== Region pointing data ==
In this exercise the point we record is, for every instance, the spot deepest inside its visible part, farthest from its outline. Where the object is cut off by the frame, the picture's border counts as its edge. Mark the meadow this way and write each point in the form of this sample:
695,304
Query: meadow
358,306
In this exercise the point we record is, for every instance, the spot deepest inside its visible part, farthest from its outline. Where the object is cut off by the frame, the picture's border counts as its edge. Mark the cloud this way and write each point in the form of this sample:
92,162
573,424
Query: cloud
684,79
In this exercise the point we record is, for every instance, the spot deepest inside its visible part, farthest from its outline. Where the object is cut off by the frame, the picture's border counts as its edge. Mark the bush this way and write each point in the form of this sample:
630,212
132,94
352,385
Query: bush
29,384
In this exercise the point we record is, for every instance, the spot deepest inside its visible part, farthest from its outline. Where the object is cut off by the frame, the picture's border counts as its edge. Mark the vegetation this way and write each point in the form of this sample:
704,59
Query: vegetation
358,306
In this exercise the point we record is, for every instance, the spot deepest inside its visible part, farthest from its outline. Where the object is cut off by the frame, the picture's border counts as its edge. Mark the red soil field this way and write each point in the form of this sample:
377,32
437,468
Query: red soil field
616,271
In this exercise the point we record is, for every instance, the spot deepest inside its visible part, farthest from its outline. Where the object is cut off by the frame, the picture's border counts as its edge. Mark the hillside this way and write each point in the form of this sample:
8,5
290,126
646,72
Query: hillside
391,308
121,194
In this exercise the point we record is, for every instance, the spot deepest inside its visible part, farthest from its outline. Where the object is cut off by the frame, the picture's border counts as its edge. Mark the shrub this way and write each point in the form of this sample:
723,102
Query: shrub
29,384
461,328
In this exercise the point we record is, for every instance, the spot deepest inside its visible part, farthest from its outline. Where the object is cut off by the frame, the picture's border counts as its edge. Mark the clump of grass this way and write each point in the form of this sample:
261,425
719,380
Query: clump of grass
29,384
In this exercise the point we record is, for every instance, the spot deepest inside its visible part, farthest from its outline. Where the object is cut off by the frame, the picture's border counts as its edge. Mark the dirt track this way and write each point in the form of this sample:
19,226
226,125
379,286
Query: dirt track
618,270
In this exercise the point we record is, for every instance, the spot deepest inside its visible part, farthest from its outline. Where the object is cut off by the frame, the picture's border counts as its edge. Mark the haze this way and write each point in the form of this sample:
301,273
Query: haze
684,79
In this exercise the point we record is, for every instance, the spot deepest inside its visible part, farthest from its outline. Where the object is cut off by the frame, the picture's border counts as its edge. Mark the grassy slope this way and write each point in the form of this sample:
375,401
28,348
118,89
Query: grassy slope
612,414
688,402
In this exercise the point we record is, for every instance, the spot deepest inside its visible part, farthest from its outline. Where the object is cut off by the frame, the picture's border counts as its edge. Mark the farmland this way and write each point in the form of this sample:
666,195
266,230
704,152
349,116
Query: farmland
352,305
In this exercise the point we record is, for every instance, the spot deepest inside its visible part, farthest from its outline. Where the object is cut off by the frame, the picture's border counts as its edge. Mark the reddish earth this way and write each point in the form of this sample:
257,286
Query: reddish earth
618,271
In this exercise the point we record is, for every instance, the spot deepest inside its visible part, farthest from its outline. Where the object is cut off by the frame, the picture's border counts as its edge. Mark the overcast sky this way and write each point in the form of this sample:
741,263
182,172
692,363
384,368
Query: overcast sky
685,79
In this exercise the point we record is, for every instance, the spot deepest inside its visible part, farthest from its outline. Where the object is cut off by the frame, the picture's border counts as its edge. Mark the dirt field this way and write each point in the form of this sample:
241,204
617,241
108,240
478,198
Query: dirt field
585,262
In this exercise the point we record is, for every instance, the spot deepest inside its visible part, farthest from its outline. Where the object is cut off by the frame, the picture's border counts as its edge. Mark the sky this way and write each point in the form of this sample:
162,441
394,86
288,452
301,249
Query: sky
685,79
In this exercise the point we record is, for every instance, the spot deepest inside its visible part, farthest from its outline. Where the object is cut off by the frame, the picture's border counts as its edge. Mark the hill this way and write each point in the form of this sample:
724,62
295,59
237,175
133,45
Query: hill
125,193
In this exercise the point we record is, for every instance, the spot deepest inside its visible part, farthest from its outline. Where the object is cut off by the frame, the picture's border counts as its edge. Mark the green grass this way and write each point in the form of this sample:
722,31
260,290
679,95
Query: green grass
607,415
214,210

== REQUIREMENT ==
The response should be an exact copy of all the records above.

== OUTPUT ==
In this exercise the point we record is, for every instance, the spot deepest inside its visible part, farthest from its outline. Where the object is cut off by the frame, the picture's border counts as its edge. Mark the meadow this way and write each point in the form of this sample:
695,304
Query: meadow
358,306
In this exercise the point we record is, for every instance, the spot deepest inside its visible part, farthest from its outline. Where the object is cut off by the frame, the picture's border counts as its edge. Mark the cloud this way and write each point in the form of this sample:
92,162
573,424
Query: cloud
684,79
In this exercise the point we record is, for every instance, the spot deepest inside its visible part, farthest from its outline. Where the object is cut off by the frame, the picture's border counts as its edge. Mark the bush this way and write each point in the form of this sample:
630,212
132,94
352,385
Query: bush
29,384
In this exercise the point we record is, for every instance, the spot deepest inside its visible part, farthest from its outline. Where the object is cut off by the frame, the picture's border counts as its edge. Mark the vegetation this way and write each point in the form of this sample:
704,59
Query: vegetation
358,306
In this exercise the point we record is, for every instance, the spot deepest inside its visible part, farthest from its outline. Where the object is cut off by the frame, the picture's border counts as its edge. Mark the red soil field this way and write each point in the form of this sample:
377,32
437,468
Query: red soil field
616,271
In this exercise the point we record is, for every instance, the spot deepest inside its visible part, farthest from its outline. Where the object is cut off by the frame, the picture's border counts as its edge. Mark the hillside this way and write each point in the form of this sample:
8,5
290,126
646,72
Query: hillside
391,308
121,194
In this exercise the point we record is, for every instance, the spot deepest inside its visible part, farthest from its outline. Where the object is cut off by the frame, the picture's border counts as its edge. Mark the shrub this way and write each point in the form of this sample:
723,102
Query: shrub
29,384
461,328
In this exercise the point we record is, for every instance, the spot deepest inside its visible part, farthest from its outline. Where the object is cut off by the frame, the picture's border counts as its edge. Mark the clump of grass this way and write each point in the form of this sample:
261,425
719,380
Query: clump of grass
29,384
In this exercise the point we record is, for every instance, the spot deepest inside its visible part, farthest from its outline. Where the object is cut off by the frame, the picture's border counts as its edge. Mark the dirt track this way and write each point in the form of this sample:
19,226
226,125
379,286
Query: dirt track
618,270
In this exercise the point we record is, for every instance, the spot deepest inside its visible part, farthest from its outline. Where the object is cut off by the frame, the picture's border counts as its edge. Mark the haze this way and write each point in the form of this sample:
301,273
Query: haze
684,79
In this exercise the point we record is, for every instance, the spot deepest inside its visible part, farthest from its outline. Where the object is cut off by the frame, the picture's border counts as its edge. Mark the grassy slope this way and write each point in the form of this sample:
375,401
28,348
118,89
Query: grassy slope
612,414
688,402
In this exercise the point we record is, for every instance, the spot deepest inside its visible part, farthest from its outline. Where the object is cut off by the frame, the picture's border counts as its edge. Mark the farmland this way and write each point in the form of this sample:
666,195
266,230
704,152
349,116
Query: farmland
352,305
In this exercise the point we record is, for every instance, the spot deepest inside its visible part, farthest from its outline. Where the object is cut off by the frame, the picture's border counts as its edge. Mark the reddish earth this way and write each point in the form of this sample:
257,286
Query: reddish earth
618,271
In this exercise the point we record is, for every instance, the spot deepest inside its visible part, farthest from its outline. Where the object is cut off by the frame, the picture's border counts as its edge. Mark the overcast sky this way and write each point in the form of this sample:
741,263
182,172
692,363
384,368
Query: overcast sky
685,79
In this exercise the point we record is, for every instance, the spot deepest inside its visible part, farthest from its outline. Where the object is cut off by the frame, the picture's border counts as its edge. Mark the dirt field this way and write each point in the form of this sample:
241,204
617,241
108,240
478,198
Query: dirt field
585,262
In this exercise the point we record is, for every instance, the spot deepest inside its visible part, farthest from its outline. Where the object is cut off by the frame, the picture's border counts as its edge. Mark the sky this way and write each point in the form of this sample:
162,441
394,86
288,452
301,249
Query: sky
685,79
In this exercise the point we record is, for every instance, the spot deepest inside its visible part, farthest from its outline. Where the object is cut off by the frame, the picture's border counts as its edge. Mark the hill this way and write each point in the form of this sample:
724,62
295,59
237,175
133,45
Query: hill
125,193
In this exercise the point we record is, for every instance, the spot deepest inside its visible part, farthest from its outline. Where the object is cut off by the frame, the picture's border counts as its edge. Mark the green grass this way and write each point in the form of this sample:
722,31
260,290
679,95
Query: green grass
607,415
214,210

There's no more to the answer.